# Short problem 1
Reproduce the stretch of the records below from the line containing "as [84, 44]." through the line containing "Target: railway bridge", both lines included and the requests kept unchanged. Multiply every point coordinate in the answers by 0.25 and round to whole numbers, rounding halves up, while leaving the format samples in the requests as they are.

# Selection
THE EUROPEAN UNION, TEN YEARS LATER

Michalis Attalides, Rector, University of Nicosia

In May, 2004 there was no financial crisis, the Constitutional Treaty had not yet been rejected in referenda in France and the Netherlands, and there were no divisive issues between North and South within the EU. The EU was still celebrating the end of the division of Europe and confidence was relatively high.

 

Today, there is a pervasive sense of crisis in Europe. The sense of crisis exists in a context where, besides the financial and debt crises, we have other crises as well, which are longer term in perspective. One is the crisis of globalization and heightened global competition, which has led to a tendency to de-industrialization of some European economies, (but not of the German). The 2010 Lisbon strategy which was intended to counter economic decline was a failure, and we are now looking to the 2020 strategy.  

 

The crisis of social democracy and of the European social model is connected with this crisis. The demographic facts of ageing populations make welfare very difficult, and health and old age pensions as well. These demographic facts are adding to problems in the same direction, making the survival of the European social model even more difficult. There are also other economic issues which make some European economies less competitive than that of the US.

 

The solution to these issues according to European Commission is (a) technological development, (b) completion of the Single Market and (c) more flexible labour market and welfare systems (“The Scandinavian model” of social welfare.)We know that these recipes work as those countries which have adopted them are not suffering as much as others today.  The most notable one is Germany.

 

Only one year after the 2004 “big bang” enlargement, we had, in the summer of 2005, the crisis of the rejection of the Constitutional Treaty in France and the Netherlands. This was partially the result of the fear of enlargement or as it came to be semi-jocularly known “the fear of the Polish plumber”. Enhanced Euroscepticism which had been evident since 1992 with rejection of Treaty on European Union (Maastricht) in Denmark and its unexpected adoption by only a narrow margin in France.

 

We also have the structural problem of the coexistence within the EU  of highly developed and less developed countries, with a common currency. The southern countries, are not only less developed, but they also have clientelist state-economy-society systems. These problems were compounded by the fact that the common currency was decided on in 1992, largely for political reasons, and with defects of economic design.  The smooth coexistence of the two types of economies with a common currency requires much stronger economic, social and political governance in the EU. These facts are not widely understood in the South, where it is widely believed that Germany is in a hegemonic phase of trying to dominate Europe.

# Short problem 2
Duplicate, word for word, the stretch of the essay above on the European Union from "The crisis of social" through "that of the US.".

# Supplied information
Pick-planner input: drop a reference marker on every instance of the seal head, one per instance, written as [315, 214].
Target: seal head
==
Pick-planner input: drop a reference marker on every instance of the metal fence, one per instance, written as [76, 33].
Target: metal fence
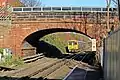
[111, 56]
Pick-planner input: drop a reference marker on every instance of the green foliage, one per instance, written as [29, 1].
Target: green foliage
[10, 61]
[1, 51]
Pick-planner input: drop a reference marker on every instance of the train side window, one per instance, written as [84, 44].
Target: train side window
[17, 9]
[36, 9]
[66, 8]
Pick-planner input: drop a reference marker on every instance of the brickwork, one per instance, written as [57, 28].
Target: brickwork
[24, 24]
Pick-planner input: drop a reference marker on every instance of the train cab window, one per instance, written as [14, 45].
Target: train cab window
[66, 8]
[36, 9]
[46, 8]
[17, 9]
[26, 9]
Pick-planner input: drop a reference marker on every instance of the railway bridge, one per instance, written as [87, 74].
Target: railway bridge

# Complete output 1
Pick-planner input: drop a reference marker on every instance of the train side window, one per instance, written as [84, 44].
Target: train side window
[4, 2]
[9, 2]
[17, 2]
Pick-planner input: drop a reference marker on every instance of the brickwork, one per instance, written as [57, 28].
Target: brickwork
[6, 6]
Pick-planner input: drop a reference marker on every instance of the train cab window, one per instance, written as [14, 45].
Target: train cab window
[17, 2]
[9, 2]
[12, 2]
[4, 2]
[7, 2]
Pick-planner input: drop a reference marker on every instance of the railway bridge, one per instance, written as [87, 74].
Target: railway bridge

# Complete output 2
The crisis of social democracy and of the European social model is connected with this crisis. The demographic facts of ageing populations make welfare very difficult, and health and old age pensions as well. These demographic facts are adding to problems in the same direction, making the survival of the European social model even more difficult. There are also other economic issues which make some European economies less competitive than that of the US.